### WHAT IS NEEDED
Return the lines of the listing below, from the line that contains "Identify each light" through the line that contains "30;40;37;48", inclusive, copied without any change.

### THE DATA
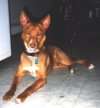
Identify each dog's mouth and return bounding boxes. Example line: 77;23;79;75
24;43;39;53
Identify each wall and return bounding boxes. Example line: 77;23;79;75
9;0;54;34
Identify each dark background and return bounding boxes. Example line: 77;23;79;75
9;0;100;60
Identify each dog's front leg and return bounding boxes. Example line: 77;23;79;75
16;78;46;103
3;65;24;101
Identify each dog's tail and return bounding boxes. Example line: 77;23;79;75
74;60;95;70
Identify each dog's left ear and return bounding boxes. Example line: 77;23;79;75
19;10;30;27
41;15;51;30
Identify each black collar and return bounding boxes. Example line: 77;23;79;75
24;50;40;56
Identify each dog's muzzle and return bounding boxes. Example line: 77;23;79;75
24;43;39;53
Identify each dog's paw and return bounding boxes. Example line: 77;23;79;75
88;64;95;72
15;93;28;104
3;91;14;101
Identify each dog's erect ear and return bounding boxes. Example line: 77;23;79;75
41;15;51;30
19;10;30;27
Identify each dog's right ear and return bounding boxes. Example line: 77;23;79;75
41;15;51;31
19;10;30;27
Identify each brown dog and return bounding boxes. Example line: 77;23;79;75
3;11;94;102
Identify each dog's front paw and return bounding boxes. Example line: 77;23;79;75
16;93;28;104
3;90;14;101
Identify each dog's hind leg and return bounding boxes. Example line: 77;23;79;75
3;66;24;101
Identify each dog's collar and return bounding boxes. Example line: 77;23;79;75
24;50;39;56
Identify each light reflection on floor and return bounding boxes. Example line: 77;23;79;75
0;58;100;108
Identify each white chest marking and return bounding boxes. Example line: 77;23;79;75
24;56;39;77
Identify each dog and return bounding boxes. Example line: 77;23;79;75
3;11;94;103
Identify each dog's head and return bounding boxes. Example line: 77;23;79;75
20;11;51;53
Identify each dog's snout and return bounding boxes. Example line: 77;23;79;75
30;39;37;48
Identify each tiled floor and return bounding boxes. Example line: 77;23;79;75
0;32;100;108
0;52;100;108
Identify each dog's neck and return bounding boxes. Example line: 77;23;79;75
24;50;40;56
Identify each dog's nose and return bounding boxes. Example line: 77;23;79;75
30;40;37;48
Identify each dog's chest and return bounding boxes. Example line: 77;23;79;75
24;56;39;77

---

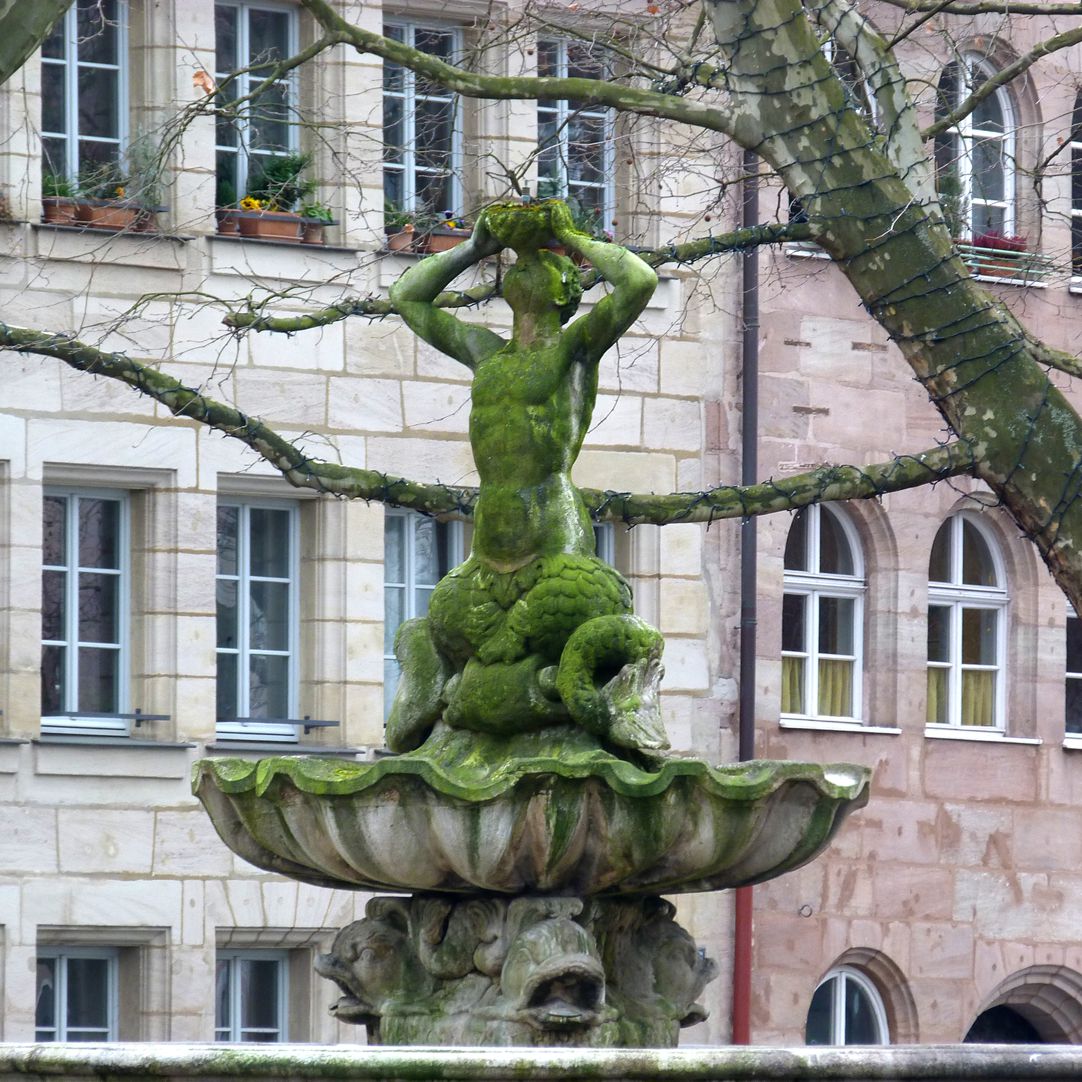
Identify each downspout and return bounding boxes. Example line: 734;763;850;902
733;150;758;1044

---

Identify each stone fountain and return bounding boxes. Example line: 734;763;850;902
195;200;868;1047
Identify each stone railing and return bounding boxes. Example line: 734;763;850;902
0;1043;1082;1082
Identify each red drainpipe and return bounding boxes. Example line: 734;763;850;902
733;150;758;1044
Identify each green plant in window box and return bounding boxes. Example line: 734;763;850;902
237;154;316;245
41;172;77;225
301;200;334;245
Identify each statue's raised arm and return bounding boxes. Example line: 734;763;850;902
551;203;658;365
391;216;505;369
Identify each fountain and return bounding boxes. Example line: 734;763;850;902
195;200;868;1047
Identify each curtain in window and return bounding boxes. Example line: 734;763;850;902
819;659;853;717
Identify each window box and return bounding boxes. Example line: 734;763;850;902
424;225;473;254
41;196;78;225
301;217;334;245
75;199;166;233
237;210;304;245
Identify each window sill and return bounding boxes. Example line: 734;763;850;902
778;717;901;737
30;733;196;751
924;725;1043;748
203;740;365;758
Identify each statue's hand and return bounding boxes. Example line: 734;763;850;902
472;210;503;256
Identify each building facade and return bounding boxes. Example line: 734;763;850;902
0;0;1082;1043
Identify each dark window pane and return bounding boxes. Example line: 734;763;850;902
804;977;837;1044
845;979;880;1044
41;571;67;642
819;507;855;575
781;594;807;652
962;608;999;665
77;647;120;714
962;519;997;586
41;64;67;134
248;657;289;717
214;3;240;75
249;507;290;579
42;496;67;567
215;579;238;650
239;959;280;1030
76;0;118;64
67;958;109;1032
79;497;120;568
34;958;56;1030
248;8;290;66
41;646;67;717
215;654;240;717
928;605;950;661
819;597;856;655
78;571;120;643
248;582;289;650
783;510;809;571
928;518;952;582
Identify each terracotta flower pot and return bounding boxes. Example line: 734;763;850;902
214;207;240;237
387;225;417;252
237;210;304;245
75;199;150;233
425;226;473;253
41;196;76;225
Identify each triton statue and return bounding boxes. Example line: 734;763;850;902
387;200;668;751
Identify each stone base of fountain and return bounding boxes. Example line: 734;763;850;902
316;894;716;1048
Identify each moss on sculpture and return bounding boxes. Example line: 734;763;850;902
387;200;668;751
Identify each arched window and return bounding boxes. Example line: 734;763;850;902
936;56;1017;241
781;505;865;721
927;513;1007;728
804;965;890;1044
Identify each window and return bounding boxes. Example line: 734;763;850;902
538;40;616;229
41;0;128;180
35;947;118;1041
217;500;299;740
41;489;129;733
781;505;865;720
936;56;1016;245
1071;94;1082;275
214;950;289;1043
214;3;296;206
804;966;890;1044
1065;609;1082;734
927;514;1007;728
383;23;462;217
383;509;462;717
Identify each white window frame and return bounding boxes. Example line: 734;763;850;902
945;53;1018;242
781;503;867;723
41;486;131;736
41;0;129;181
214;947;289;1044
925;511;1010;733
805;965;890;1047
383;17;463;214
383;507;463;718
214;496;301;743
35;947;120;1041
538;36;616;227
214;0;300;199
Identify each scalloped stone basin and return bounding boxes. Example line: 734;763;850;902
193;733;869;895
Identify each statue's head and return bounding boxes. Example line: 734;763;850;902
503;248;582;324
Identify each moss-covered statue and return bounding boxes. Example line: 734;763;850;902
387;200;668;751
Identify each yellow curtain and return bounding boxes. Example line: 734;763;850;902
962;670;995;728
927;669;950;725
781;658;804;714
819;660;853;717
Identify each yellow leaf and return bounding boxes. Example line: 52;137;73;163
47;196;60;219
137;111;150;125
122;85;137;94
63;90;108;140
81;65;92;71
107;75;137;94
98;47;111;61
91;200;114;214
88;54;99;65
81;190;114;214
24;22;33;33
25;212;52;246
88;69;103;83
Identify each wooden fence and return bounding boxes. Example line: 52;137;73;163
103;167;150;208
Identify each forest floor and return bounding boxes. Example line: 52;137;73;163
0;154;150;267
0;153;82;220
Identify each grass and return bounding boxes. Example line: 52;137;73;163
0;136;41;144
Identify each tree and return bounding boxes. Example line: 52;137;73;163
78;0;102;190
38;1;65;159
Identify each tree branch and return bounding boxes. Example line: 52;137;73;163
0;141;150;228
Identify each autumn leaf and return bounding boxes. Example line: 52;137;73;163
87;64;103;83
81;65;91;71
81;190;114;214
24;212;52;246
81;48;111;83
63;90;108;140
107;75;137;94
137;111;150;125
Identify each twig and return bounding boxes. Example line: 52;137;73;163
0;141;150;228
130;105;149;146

### WRITTEN ANSWER
Identify each light reflection on floor and return bounding boxes. Example line: 77;23;79;75
0;58;100;108
Identify each white chest marking and return bounding boxes. Example line: 77;23;79;75
24;56;39;77
Identify each dog and return bounding boxes. Example line: 77;23;79;75
3;11;94;103
Identify each dog's head and return bounding boxes. Example line: 77;23;79;75
20;11;51;53
Identify each dog's snout and return bounding boxes. Example line: 77;23;79;75
30;39;37;48
Identify each tiled floor and return bounding boxes. Example line: 77;23;79;75
0;32;100;108
0;52;100;108
Identify each dog's neck and return bounding boxes. Example line: 77;23;79;75
24;50;40;56
Identify each dog's nose and return bounding boxes. Example line: 77;23;79;75
30;40;37;48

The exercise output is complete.